» EXTRACT:
Brain Teaser - nominally symmetrical parts - pass one way, but fail the other? 1

[Nescius]

Consider a round disk, let's say roughly the shape of a hockey puck. Let's name one flat face as datum feature A. Then, let's give a basic dimension for the thickness and control the other flat face with a profile tolerance.

To make the thought experiment cleaner, just assume that both faces are very flat and parallel, relative to the profile tolerance.

We pull the part out of a bucket, randomly oriented, and inspect the part by choosing one of the flat faces as datum feature A...the part passes. We then flip the nominally symmetrical part over and inspect again...but it fails.

I believe this is possible. If any of you agree, what then? Is the part "good" or "bad"?

 

[Vishal2015]

What is the tolerance value of flatness and profile of surface?
If flatness tolerance zone is larger then profile, then it could happen.

 

[Nescius]

Assume the profile tolerance is much larger than the flatness tolerance. If you want numbers, let's say that datum feature A has a flatness tolerance of 1 unit. Let's say the profile tolerance is 10 units.

Let's also assume that both flat surfaces meet the flatness spec of 1, so this is not the cause for failure when the part is flipped over. Going further, let's throw a parallelism tolerance of 1 unit on the top surface, relative to A. So, no weird effects from extreme orientation error.

 

[greenimi]

Per Mark Foster--on linkedin website:

"This symmetrical part discussion is not well-covered in the standard, so this is my opinion, not a Y14.5 edict. I believe that if you cannot positively identify which end is A and which end is B, then the part should check good from BOTH ends, and therefore each end would need to be held to the tighter tolerance. My reasoning is that if the part is designed to be truly symmetrical, then it should work in its assembly/function regardless of which way it is assembled -- the entire definition of a symmetrical part. I train people to *purposefully* destroy the symmetry of a part (in an inexpensive manner) just so that there can be no argument about which side is which and so that there is only ONE correct orientation of the part -- UNLESS it is the absolute design intent that the part be able to be assembled either way and work the exactly the same when assembled either way.
From the standpoint of the same mindset as "candidate datums" on a rocking datum feature, I agree that if you inspect from one end of our "symmetrical" cylinder in question and find a non-conformance, that you should then inspect from the other end to see what you get. And I further agree that (still in the same "candidate datum" mindset) if you find the part conforming when you hold it from the other end, then it is a conforming part. I think that these conclusions or methodologies can be best supported by what is currently in the standards.

There are a couple of problems to consider, though. One is that it may be impractical, impossible or even illegal (i.e. it may change the properties of the feature rendering it non-functional) to mark the feature that you found to create the conforming scenario. Another is, it may be the design intent that the part specifically function from either end. In other words, the design person wants assembly to be able to put together the assembly without worrying which way they are inserting the pin. Therefore, if *either* end used as the "datum feature" results in a non-conformance, design would like the part rejected.

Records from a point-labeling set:
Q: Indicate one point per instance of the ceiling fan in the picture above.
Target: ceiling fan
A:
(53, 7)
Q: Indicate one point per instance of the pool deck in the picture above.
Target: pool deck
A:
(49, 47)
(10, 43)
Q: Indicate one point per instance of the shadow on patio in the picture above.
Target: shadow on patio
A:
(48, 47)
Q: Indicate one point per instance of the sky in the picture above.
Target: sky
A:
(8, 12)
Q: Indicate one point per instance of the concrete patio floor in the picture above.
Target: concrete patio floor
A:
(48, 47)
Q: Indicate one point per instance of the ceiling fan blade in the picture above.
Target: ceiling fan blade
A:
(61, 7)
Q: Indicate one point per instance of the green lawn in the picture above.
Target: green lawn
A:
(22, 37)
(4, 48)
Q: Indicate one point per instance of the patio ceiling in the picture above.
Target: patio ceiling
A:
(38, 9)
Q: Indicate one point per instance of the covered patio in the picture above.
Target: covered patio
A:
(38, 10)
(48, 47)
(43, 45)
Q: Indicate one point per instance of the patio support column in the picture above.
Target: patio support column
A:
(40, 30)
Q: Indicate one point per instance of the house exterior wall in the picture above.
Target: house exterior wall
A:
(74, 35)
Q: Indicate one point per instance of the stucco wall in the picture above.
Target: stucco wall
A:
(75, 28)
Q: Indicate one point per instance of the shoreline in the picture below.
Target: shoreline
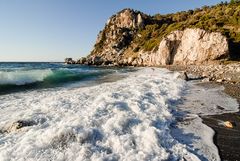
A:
(227, 140)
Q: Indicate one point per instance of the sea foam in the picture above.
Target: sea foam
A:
(22, 77)
(131, 119)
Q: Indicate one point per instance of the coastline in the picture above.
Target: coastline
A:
(226, 139)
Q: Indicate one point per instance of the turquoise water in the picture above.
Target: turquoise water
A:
(29, 76)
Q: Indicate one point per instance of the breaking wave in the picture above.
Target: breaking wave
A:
(43, 78)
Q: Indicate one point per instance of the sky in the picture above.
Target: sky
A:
(51, 30)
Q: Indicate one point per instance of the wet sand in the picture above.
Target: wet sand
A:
(227, 139)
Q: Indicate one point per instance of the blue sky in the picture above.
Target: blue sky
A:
(50, 30)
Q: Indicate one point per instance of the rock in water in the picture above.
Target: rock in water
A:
(184, 76)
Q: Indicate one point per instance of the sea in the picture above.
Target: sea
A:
(54, 111)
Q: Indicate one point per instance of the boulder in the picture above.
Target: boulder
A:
(69, 61)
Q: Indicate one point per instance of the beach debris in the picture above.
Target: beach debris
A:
(20, 124)
(228, 124)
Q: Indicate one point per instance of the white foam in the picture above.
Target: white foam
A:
(22, 77)
(129, 119)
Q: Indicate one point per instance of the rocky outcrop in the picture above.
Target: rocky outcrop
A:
(191, 46)
(117, 35)
(69, 61)
(116, 44)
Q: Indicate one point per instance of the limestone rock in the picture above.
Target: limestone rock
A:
(191, 46)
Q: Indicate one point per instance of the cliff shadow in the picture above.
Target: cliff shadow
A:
(234, 50)
(173, 51)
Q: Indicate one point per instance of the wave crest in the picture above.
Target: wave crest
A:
(23, 77)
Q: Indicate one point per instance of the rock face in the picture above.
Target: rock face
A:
(116, 45)
(191, 46)
(117, 35)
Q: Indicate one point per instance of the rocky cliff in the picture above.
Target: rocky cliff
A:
(133, 38)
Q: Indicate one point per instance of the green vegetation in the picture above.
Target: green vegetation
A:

» TO BE DONE:
(a) In the symmetrical-part thread, what value does Nescius give for the profile tolerance?
(b) Continue the thread about the symmetrical part from its last sentence.

» ANSWERS IN ORDER:
(a) 10 units

(b)
I suppose in the latter case, we could recommend that the designer purposefully call *each* end its own separate datum feature and profile each opposite end relative to each opposing datum feature. Some would view this as double-dimensioning, even though I think that we have proven through our discussion that it would technically not be.

My bottom line question from where this thread has migrated, is: How should we definitively communicate that we *desire* a truly symmetrical part versus that it is ok for the part to only conform one way even though we cannot (for some reason) mark the part or destroy the symmetry on purpose?"

 

[CheckerHater]

Yes, it's possible.

On the enclosed picture both sides have the same flat/parallel variation. The trick is in highest points you use to establish the datum.

Even if you argue that part may be leveled, it will never be perfect, so part will always be "larger" in one position then in the other.

Naturally, this is purely theoretical example, one out of infinite number of imperfect shapes out there.

"For every expert there is an equal and opposite expert"
Arthur C. Clarke Profiles of the future

 

[JNieman]

When possible, features that serve no other purpose other than ruining symmetry, can be designed into the part.

If your hockey puck is a lathe turned part, a simple non-precise groove on the outside diameter can indicate direction, and also be referenced in assembly instructions further down the line.

Of course, designing it so that it will truly work either way would be simplest. Maybe that means it'll fail one way and not the other if it's at an extreme of form / surface condition - but that is the price for a symmetric part that can be used either-way. If it /can/ be used either way, it should be /able/ to be used either way. Much more eloquently stated by the quote from Mark Foster, which greenimi posted.

 

[Nescius]

Thanks, all! I stumbled upon the dilemma in a real-world application where adding another feature to the part was simply impossible. Even if I could've explained the situation to my boss and the customer, cost would have driven the decision. Furthermore, the parts would have been installed "backwards" anyway. The part is small and installed on an assembly line by a human. I doubt the customer wants to add that headache to their process.

As to my opinion on whether or not the part should pass in both orientations in order to be called "good", well, that depends.

If the failing "low spots" on one of the faces could be important to the part function, I suppose you'd better consider that. Even then, my initial sketches show that these low spots can never violate the profile tolerance by more than the flatness tolerance, and that's only if the face acting as the datum feature is perfectly flat and the hockey puck is absolutely as short as allowed in the "passing" setup. My sketches assumed good parallelism, though. So, I could be mistaken.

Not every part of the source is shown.